▶ **Document extract**:
— begin —
Terms of service

General Terms and conditions

Article 1 – Definitions

Revel in Books, located at Uilenhoeve 1, 3831TX Leusden, Chamber of Commerce number 94545820, is referred to as the seller in these general terms and conditions. The counterparty of the seller is referred to as the buyer in these general terms and conditions.

·        Parties are the seller and the buyer together.

·        The agreement refers to the purchase agreement between the parties.

Article 2 - Applicability of General Terms and Conditions

·        These conditions apply to all quotations, offers, agreements, and deliveries of services or goods by or on behalf of the seller.

·        Deviations from these conditions can only be made if expressly and in writing agreed upon by the parties.

Article 3 – Payment

·        The full purchase price is always paid immediately in the store. In some cases, a deposit is expected for reservations. In that case, the buyer will receive proof of the reservation and the advance payment.

·        If the buyer does not pay on time, he is in default. If the buyer remains in default, the seller is entitled to suspend the obligations until the buyer has fulfilled his payment obligation.

·        If the buyer remains in default, the seller will proceed to collection. The costs related to that collection are borne by the buyer. These collection costs are calculated based on the Decree on compensation for extrajudicial collection costs.

·        In the event of liquidation, bankruptcy, attachment, or suspension of payment of the buyer, the claims of the seller on the buyer are immediately due and payable.

·        If the buyer refuses to cooperate in the execution of the order by the seller, he is still obliged to pay the agreed price to the seller.

Article 4 – Offers, Quotations, and Price

·        Offers are without obligation unless a term of acceptance is stated in the offer. If the offer is not accepted within that specified period, the offer expires.

·        Delivery times in quotations are indicative and do not entitle the buyer to dissolution or compensation if exceeded, unless the parties have expressly and in writing agreed otherwise.

·        Offers and quotations do not automatically apply to repeat orders. Parties must expressly and in writing agree on this.

·        The price stated on offers, quotations, and invoices consists of the purchase price including the VAT due and any other government levies.
— end —
▶ **Record extracts**:
— begin —
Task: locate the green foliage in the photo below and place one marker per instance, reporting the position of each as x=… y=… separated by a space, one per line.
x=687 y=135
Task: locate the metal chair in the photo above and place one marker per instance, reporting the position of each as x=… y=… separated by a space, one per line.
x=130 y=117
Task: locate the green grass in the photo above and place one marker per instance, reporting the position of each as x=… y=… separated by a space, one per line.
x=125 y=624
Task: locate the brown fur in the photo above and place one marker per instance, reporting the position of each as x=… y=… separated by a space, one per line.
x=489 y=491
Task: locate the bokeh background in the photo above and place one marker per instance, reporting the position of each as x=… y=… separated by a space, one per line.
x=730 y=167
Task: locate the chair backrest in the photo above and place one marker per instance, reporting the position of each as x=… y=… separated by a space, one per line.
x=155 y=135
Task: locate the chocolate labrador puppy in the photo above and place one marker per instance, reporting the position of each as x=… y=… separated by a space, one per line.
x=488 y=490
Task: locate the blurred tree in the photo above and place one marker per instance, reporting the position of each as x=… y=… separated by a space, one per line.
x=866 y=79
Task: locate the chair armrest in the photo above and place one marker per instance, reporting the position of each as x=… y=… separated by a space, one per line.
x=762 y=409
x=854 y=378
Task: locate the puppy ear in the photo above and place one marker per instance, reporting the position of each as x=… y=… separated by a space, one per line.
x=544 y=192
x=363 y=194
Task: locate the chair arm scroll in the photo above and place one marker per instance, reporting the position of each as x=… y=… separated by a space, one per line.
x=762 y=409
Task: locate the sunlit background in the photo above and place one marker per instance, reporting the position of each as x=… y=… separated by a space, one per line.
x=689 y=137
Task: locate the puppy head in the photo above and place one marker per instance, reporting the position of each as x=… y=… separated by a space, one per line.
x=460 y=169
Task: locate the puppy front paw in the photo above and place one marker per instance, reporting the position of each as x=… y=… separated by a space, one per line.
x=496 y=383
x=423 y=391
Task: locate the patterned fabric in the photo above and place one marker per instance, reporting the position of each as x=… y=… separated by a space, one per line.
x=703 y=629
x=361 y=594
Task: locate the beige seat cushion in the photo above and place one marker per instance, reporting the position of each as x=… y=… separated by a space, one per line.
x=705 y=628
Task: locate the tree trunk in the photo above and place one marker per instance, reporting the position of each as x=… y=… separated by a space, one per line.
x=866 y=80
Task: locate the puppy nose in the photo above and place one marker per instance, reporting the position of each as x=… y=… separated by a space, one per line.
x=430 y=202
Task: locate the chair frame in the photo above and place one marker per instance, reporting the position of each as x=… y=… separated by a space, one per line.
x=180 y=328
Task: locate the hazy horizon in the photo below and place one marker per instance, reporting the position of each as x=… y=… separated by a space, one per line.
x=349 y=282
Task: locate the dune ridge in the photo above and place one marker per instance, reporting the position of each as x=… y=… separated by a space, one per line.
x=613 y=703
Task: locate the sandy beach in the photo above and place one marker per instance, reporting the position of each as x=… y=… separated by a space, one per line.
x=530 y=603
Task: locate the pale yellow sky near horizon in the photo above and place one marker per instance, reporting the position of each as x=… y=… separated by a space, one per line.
— end —
▶ **List of tasks**:
a – In the terms of service, who bears the costs of collection when the buyer remains in default?
b – Write the next part of the terms of service, starting right after the last sentence shown.
The records are not needed for this.

▶ **Final answers**:
a – The buyer bears the collection costs.

b –
Article 5 – Right of Withdrawal

·        The consumer has the right to dissolve the agreement without giving any reason within 5 working days after receiving the orders (right of withdrawal). The period starts from the moment the (entire) order is received by the consumer.

·        There is no right of withdrawal if the products are custom-made according to the consumer’s specifications or are perishable.

·        The consumer can use a withdrawal form from the seller. The seller is obliged to make this available to the buyer immediately upon request.

·        During the reflection period, the consumer will handle the product and packaging with care. He will only unpack or use the product to the extent necessary to determine whether he wishes to keep the product. If he exercises his right of withdrawal, he will return the unused and undamaged product with all supplied accessories and, if reasonably possible, in the original shipping packaging to the seller, in accordance with the reasonable and clear instructions provided by the seller.

Article 6 – Modification of the Agreement

·        If during the execution of the agreement it appears that it is necessary to change or supplement the work to be performed for proper execution, the parties will adjust the agreement accordingly in a timely manner and in mutual consultation.

·        If the parties agree that the agreement will be amended or supplemented, this may affect the time of completion of the execution. The seller will inform the buyer of this as soon as possible.

·        If the amendment or supplement to the agreement has financial and/or qualitative consequences, the seller will inform the buyer of this in writing in advance.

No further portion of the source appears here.